[Opening SOURCE PASSAGE section]

Increased Secreted Amyloid Precursor Protein-a (sAPPa) in Severe Autism: Proposal of a Specific, Anabolic Pathway and Putative Biomarker
Published: Wednesday, June 22, 2011
Author: Balmiki Ray et al.

by Balmiki Ray, Justin M. Long, Deborah K. Sokol, Debomoy K. Lahiri

Autism is a neurodevelopmental disorder characterized by deficits in verbal communication, social interactions, and the presence of repetitive, stereotyped and compulsive behaviors. Excessive early brain growth is found commonly in some patients and may contribute to disease phenotype. Reports of increased levels of brain-derived neurotrophic factor (BDNF) and other neurotrophic-like factors in autistic neonates suggest that enhanced anabolic activity in CNS mediates this overgrowth effect. We have shown previously that in a subset of patients with severe autism and aggression, plasma levels of the secreted amyloid-ß (Aß) precursor protein-alpha form (sAPPa) were significantly elevated relative to controls and patients with mild-to-moderate autism. Here we further tested the hypothesis that levels of sAPPa and sAPPß (proteolytic cleavage products of APP by a- and ß-secretase, respectively) are deranged in autism and may contribute to an anabolic environment leading to brain overgrowth. We measured plasma levels of sAPPa, sAPPß, Aß peptides and BDNF by corresponding ELISA in a well characterized set of subjects. We included for analysis 18 control, 6 mild-to-moderate, and 15 severely autistic patient plasma samples. We have observed that sAPPa levels are increased and BDNF levels decreased in the plasma of patients with severe autism as compared to controls. Further, we show that Aß1-40, Aß1-42, and sAPPß levels are significantly decreased in the plasma of patients with severe autism. These findings do not extend to patients with mild-to-moderate autism, providing a biochemical correlate of phenotypic severity. Taken together, this study provides evidence that sAPPa levels are generally elevated in severe autism and suggests that these patients may have aberrant non-amyloidogenic processing of APP.

[Closing SOURCE PASSAGE section]
[Opening GIVEN DATA section]

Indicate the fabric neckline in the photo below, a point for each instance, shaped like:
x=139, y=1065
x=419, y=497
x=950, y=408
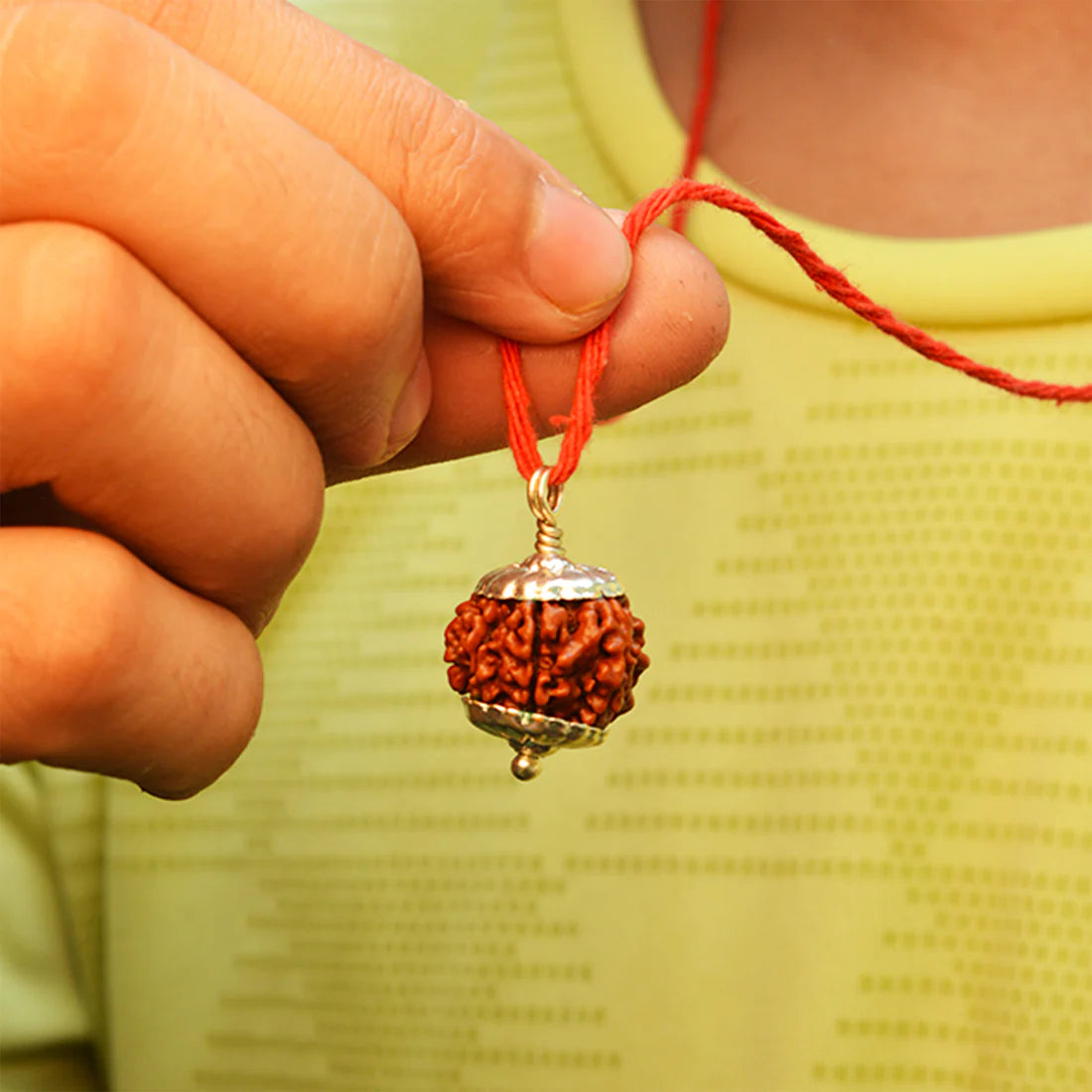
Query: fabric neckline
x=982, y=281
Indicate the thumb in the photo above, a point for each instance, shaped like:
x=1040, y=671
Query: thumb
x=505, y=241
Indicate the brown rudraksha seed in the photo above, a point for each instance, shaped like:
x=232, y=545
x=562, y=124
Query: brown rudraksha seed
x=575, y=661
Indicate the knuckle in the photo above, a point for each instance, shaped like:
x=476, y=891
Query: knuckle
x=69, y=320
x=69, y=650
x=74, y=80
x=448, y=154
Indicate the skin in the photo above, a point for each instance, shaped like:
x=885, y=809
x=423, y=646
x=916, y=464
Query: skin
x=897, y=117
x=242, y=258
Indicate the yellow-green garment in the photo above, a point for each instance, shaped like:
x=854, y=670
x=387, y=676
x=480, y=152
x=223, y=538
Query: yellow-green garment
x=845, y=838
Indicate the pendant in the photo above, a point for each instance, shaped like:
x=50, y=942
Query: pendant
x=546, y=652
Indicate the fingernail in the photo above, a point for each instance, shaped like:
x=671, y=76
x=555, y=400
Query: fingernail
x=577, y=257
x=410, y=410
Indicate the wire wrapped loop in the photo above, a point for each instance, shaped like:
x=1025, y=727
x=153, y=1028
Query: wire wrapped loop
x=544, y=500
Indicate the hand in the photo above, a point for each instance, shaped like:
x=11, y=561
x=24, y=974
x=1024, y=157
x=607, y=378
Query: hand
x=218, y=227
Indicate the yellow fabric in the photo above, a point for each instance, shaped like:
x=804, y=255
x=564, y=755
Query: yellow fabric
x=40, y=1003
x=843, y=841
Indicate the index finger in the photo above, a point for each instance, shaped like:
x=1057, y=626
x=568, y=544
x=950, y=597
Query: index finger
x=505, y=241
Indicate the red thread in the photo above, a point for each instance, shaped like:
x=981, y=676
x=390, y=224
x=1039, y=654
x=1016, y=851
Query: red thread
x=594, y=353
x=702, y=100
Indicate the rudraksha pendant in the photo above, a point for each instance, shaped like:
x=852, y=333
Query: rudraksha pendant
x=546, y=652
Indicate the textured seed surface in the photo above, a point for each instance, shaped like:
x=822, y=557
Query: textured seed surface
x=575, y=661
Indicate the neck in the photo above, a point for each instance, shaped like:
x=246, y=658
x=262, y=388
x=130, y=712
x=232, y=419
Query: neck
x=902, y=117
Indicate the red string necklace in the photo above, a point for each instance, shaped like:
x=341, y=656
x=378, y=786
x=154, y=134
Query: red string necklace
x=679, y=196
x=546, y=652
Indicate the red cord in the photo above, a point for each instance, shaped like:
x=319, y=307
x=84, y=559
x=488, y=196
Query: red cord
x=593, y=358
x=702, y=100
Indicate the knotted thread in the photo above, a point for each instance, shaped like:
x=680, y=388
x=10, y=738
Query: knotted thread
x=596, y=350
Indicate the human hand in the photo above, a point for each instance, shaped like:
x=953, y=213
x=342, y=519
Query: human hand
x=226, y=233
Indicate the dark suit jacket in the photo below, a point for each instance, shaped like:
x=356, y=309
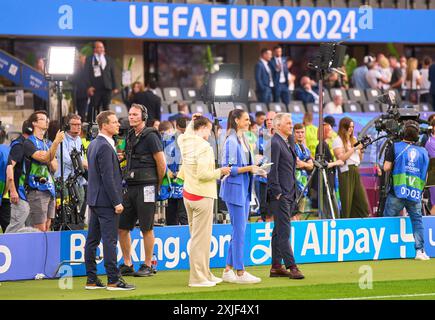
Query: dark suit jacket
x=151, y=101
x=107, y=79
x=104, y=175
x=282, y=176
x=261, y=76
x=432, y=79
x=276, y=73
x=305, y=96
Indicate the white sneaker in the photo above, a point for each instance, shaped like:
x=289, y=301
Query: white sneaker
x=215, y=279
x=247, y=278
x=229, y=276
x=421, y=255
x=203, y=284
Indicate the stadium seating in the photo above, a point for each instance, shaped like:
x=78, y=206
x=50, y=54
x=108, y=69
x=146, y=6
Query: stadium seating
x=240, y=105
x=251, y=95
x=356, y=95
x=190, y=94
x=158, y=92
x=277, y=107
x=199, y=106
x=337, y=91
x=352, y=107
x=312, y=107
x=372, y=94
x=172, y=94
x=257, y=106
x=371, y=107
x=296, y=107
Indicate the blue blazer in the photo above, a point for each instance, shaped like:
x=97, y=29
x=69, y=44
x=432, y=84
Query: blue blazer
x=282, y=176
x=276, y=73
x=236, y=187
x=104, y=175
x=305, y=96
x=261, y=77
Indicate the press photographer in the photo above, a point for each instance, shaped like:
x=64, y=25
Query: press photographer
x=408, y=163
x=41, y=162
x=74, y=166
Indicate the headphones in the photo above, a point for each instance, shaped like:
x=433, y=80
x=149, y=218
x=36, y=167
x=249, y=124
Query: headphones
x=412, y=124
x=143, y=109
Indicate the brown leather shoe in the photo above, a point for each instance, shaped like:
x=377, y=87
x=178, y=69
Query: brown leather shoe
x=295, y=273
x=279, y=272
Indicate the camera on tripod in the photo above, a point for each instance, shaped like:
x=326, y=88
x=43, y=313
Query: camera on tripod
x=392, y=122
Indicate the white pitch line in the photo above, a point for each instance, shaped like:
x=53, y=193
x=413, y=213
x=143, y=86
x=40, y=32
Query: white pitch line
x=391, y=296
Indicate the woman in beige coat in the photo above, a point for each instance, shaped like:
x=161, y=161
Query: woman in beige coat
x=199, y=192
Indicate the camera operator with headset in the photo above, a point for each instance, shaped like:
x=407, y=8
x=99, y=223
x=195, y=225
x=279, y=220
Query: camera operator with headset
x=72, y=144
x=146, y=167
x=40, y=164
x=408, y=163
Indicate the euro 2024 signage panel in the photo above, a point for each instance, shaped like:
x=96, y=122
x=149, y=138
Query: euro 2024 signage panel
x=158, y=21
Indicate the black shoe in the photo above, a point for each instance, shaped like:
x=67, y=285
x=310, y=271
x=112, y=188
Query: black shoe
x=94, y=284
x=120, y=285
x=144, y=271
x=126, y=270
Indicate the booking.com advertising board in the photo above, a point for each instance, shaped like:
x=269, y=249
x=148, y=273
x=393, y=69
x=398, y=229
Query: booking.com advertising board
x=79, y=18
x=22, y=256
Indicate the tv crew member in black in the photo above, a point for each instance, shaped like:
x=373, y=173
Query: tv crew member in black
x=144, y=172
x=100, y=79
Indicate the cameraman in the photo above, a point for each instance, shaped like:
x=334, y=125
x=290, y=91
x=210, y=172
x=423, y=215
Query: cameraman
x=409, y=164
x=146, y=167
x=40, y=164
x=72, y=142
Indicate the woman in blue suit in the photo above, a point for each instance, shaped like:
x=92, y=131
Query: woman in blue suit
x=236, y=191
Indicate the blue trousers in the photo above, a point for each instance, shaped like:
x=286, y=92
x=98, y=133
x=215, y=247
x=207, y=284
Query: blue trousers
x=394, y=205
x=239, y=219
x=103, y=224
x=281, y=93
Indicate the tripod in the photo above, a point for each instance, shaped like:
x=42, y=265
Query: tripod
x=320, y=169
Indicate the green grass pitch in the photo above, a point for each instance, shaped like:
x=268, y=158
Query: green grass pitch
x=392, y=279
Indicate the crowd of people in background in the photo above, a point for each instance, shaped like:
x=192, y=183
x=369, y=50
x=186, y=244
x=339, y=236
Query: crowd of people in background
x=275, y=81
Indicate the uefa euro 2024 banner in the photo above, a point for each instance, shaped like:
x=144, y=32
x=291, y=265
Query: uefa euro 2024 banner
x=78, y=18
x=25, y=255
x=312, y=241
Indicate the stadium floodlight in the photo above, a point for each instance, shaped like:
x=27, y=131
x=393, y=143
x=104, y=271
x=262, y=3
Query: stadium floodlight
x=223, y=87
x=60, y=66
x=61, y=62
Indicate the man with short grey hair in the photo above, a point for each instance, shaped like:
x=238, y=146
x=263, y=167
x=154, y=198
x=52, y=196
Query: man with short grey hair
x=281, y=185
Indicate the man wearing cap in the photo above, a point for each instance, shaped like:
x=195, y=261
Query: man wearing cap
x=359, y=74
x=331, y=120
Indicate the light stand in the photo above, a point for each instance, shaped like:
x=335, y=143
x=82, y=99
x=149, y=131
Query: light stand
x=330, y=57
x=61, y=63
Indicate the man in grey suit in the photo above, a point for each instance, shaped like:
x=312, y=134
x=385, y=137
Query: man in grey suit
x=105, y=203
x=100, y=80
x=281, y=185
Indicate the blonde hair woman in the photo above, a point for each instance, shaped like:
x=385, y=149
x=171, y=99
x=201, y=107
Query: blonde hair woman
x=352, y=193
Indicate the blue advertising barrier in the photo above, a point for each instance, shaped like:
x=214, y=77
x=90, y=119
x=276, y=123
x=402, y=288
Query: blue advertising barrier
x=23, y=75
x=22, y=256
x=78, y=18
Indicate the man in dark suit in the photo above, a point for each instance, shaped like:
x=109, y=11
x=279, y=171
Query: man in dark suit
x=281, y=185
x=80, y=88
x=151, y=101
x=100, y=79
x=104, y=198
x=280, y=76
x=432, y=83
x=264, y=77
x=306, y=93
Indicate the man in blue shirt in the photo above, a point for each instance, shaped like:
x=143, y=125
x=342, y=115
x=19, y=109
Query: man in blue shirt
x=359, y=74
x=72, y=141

[Closing GIVEN DATA section]

- **USING THE INFORMATION**:
A – List every substance whose plasma levels the authors of the autism abstract say they measured by ELISA.
B – Echo the autism abstract word for word, from "Increased Secreted Amyloid" to "Balmiki Ray et al.".
The rows have no connection to the autism abstract.

- **ACTIVITY ANSWERS**:
A – sAPPa, sAPPß, Aß peptides, BDNF

B –
Increased Secreted Amyloid Precursor Protein-a (sAPPa) in Severe Autism: Proposal of a Specific, Anabolic Pathway and Putative Biomarker
Published: Wednesday, June 22, 2011
Author: Balmiki Ray et al.